Among the entries below, one line contains "Target: open field" and another contains "Target: gray stone surface". Transcribe those two lines and every line between them, exactly.

-------- DATA FOR THIS TASK --------

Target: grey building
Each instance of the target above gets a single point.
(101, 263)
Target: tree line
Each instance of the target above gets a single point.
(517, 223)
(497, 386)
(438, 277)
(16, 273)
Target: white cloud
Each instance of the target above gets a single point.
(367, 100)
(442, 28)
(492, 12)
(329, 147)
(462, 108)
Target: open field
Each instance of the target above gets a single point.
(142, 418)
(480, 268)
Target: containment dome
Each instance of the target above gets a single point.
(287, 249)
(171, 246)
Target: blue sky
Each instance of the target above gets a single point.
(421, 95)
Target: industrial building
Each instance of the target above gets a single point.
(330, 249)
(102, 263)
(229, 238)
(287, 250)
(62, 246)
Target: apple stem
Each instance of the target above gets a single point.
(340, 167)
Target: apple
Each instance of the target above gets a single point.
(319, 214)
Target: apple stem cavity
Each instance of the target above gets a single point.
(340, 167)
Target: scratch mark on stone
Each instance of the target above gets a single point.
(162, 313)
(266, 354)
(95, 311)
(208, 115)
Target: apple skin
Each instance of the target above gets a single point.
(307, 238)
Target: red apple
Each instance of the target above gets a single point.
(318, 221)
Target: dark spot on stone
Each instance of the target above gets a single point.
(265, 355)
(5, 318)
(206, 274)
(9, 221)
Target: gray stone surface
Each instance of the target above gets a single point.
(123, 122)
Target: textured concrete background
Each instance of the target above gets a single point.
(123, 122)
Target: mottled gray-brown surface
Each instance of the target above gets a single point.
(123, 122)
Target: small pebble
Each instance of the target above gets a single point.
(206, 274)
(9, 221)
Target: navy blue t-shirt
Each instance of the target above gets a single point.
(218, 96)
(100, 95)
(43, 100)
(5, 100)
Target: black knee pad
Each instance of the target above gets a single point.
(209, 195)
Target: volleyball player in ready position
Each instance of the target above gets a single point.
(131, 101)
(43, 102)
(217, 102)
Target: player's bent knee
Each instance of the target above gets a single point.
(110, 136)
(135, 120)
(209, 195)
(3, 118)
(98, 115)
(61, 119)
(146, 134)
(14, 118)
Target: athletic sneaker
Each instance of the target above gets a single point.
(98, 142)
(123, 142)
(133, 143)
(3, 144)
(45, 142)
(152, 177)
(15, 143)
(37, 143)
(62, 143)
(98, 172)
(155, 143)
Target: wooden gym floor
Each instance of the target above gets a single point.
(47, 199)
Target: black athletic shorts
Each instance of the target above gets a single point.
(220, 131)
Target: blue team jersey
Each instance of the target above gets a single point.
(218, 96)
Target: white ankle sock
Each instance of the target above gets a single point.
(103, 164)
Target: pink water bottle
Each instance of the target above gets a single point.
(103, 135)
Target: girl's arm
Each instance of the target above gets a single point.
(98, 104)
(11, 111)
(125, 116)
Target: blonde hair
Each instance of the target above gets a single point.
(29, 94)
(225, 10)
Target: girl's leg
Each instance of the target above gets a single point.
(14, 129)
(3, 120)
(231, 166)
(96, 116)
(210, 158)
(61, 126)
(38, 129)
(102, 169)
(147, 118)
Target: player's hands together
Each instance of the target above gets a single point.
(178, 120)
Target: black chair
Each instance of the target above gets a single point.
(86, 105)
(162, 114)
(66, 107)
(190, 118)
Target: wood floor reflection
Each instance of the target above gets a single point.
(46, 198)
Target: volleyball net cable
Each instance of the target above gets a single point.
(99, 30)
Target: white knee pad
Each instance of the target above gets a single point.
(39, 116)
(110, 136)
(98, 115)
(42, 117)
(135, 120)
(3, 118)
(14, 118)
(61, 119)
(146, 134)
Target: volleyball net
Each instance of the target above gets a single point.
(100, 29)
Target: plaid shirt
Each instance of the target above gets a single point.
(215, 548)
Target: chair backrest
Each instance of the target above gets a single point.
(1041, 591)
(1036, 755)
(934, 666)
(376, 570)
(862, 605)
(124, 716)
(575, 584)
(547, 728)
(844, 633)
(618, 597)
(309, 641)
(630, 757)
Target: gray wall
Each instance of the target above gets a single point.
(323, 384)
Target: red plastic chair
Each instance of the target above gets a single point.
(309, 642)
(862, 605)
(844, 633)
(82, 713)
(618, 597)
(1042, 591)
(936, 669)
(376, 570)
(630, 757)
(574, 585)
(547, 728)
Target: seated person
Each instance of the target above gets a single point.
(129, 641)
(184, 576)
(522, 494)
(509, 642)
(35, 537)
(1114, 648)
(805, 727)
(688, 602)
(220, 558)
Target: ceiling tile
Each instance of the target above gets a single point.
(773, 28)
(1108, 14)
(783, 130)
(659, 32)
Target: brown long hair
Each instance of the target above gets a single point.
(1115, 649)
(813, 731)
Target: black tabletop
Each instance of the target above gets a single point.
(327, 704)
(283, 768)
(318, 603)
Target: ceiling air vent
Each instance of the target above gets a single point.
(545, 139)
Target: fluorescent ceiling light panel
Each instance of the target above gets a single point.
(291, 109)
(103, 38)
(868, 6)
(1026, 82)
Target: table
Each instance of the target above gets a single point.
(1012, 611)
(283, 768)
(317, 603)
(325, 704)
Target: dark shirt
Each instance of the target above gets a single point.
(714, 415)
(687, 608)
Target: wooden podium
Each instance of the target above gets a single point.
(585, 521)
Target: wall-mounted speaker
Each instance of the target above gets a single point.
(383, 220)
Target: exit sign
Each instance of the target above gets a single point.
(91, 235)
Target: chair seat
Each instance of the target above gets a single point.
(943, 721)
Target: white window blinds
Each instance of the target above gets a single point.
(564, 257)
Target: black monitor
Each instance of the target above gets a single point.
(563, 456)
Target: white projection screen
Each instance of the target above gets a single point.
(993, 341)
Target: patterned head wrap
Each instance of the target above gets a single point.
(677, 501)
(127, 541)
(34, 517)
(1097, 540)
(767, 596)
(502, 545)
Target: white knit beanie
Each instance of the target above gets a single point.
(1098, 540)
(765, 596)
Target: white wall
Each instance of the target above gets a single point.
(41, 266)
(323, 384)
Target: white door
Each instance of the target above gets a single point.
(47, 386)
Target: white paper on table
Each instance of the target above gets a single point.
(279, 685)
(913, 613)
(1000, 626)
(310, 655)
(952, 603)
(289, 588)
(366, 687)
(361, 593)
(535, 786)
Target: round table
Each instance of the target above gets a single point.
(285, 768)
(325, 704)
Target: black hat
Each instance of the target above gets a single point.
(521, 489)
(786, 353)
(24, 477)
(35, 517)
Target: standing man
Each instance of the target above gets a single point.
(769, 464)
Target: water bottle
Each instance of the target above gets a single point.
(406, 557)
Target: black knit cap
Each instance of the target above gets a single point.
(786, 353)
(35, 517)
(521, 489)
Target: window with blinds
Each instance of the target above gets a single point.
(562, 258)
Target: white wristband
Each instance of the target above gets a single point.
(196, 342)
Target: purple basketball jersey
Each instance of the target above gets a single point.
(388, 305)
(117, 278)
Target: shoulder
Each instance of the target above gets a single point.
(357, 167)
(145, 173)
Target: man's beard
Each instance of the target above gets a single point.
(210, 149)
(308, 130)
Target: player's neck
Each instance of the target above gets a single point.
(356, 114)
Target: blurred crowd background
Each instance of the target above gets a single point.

--------

§ ANSWER TO THIS TASK:
Target: open field
Each instance of the target above gets a single point.
(142, 418)
(480, 268)
Target: containment dome
Each instance of the target above gets a single point.
(287, 249)
(171, 246)
Target: blue sky
Each instance of the target above gets a single point.
(421, 95)
Target: industrial building
Each instance of the target above gets a single point.
(330, 249)
(102, 263)
(229, 238)
(287, 250)
(62, 246)
Target: apple stem
Each instance of the target above gets a single point.
(340, 167)
Target: apple
Each instance of the target above gets a single point.
(319, 214)
Target: apple stem cavity
Each instance of the target above gets a single point.
(340, 167)
Target: scratch mark on stone
Each instance of the target above gets a single point.
(162, 313)
(266, 354)
(95, 311)
(208, 115)
Target: apple skin
Each instance of the target above gets a single point.
(307, 238)
Target: red apple
Each instance of the target above gets a single point.
(318, 221)
Target: dark spot on stone
Each instance of the target above gets a single point.
(265, 355)
(5, 318)
(206, 274)
(9, 221)
Target: gray stone surface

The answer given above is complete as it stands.